Data entries:
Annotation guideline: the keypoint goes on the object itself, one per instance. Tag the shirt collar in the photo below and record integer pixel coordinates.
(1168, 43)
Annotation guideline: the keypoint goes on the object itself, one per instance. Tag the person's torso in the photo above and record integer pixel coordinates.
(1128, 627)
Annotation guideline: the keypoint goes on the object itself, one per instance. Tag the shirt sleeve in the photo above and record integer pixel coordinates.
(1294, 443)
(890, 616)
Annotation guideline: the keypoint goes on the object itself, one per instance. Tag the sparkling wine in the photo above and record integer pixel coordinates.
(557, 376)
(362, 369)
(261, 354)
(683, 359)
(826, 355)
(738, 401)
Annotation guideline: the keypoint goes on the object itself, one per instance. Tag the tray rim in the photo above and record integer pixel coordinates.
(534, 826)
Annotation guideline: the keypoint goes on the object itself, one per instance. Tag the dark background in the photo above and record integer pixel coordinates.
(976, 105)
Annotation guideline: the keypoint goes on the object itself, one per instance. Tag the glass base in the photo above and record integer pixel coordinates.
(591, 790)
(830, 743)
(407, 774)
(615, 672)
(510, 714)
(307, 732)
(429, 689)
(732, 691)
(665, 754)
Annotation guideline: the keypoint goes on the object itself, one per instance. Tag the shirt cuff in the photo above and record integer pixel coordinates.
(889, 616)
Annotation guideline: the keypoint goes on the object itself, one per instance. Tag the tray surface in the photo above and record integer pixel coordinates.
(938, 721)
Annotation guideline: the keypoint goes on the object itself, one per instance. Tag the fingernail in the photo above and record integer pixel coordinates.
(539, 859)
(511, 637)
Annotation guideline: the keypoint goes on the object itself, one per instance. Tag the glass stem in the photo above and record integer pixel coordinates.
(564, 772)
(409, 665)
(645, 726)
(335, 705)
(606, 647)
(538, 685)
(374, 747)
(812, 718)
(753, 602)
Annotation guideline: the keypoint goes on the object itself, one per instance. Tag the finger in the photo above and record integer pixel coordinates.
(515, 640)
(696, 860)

Task statement:
Recast all of the data above as a Markdown table with two columns, Index and Text. Give each nonblank line its own numbered row.

Final result:
| Index | Text |
|---|---|
| 1 | Annotation guideline: the keypoint goes on the object itself, one per instance. Tag the shirt collar in the photo below and record integer pixel coordinates. |
| 2 | (1168, 43) |
| 3 | Annotation guideline: the keypoint goes on the object itself, one per instance. Tag the person's torso in the photo above and record integer pixel coordinates. |
| 4 | (1128, 627) |
| 5 | Annotation guideline: the keypoint goes on the object itself, one per instance. Tag the shirt sleeve in the photo above and record integer pixel coordinates. |
| 6 | (1294, 443) |
| 7 | (890, 616) |
| 8 | Annotation guideline: the keypoint goes on the object itself, one per instance. Tag the sparkling wine in the photo above and record integer pixel coordinates. |
| 9 | (557, 376) |
| 10 | (362, 369) |
| 11 | (261, 354) |
| 12 | (683, 359) |
| 13 | (826, 355) |
| 14 | (738, 401) |
| 15 | Annotation guideline: the keypoint goes on the object itself, one per instance. Tag the tray rim in the photo above and record integer pixel coordinates. |
| 16 | (534, 826) |
| 17 | Annotation guideline: the keypoint goes on the object itself, one per instance. Tag the dark background in the photo above and record integer pixel coordinates. |
| 18 | (976, 105) |
| 19 | Annotation guideline: the keypoint goes on the object itself, one per instance. Tag the glass base in the photo above and record integer pixel coordinates. |
| 20 | (591, 790) |
| 21 | (830, 743) |
| 22 | (407, 774) |
| 23 | (615, 672) |
| 24 | (510, 714) |
| 25 | (307, 732) |
| 26 | (429, 689) |
| 27 | (732, 691) |
| 28 | (665, 754) |
| 29 | Annotation guideline: the keypoint goes on the object itself, one per instance. Tag the shirt cuff in the photo above and record integer pixel coordinates. |
| 30 | (889, 616) |
| 31 | Annotation guideline: the keypoint goes on the object itself, one per instance. Tag the tray surface in the photo above and record integer pixel coordinates. |
| 32 | (938, 721) |
| 33 | Annotation guideline: the keypoint goes on the object itself, one per instance. Tag the fingernail in the photo above and record integer pixel coordinates. |
| 34 | (539, 859) |
| 35 | (511, 637) |
| 36 | Annotation guideline: the keypoint goes on the object itself, one per instance. Tag the glass stem in the photo above and record integer pixel coordinates. |
| 37 | (564, 772) |
| 38 | (409, 665) |
| 39 | (645, 726) |
| 40 | (335, 705) |
| 41 | (606, 647) |
| 42 | (538, 685) |
| 43 | (374, 747) |
| 44 | (812, 718) |
| 45 | (753, 602) |
| 46 | Annotation guideline: the keypoint goes on the object itself, one per instance. Tag the finger in the photo above and record integer pixel coordinates. |
| 47 | (515, 640) |
| 48 | (696, 860) |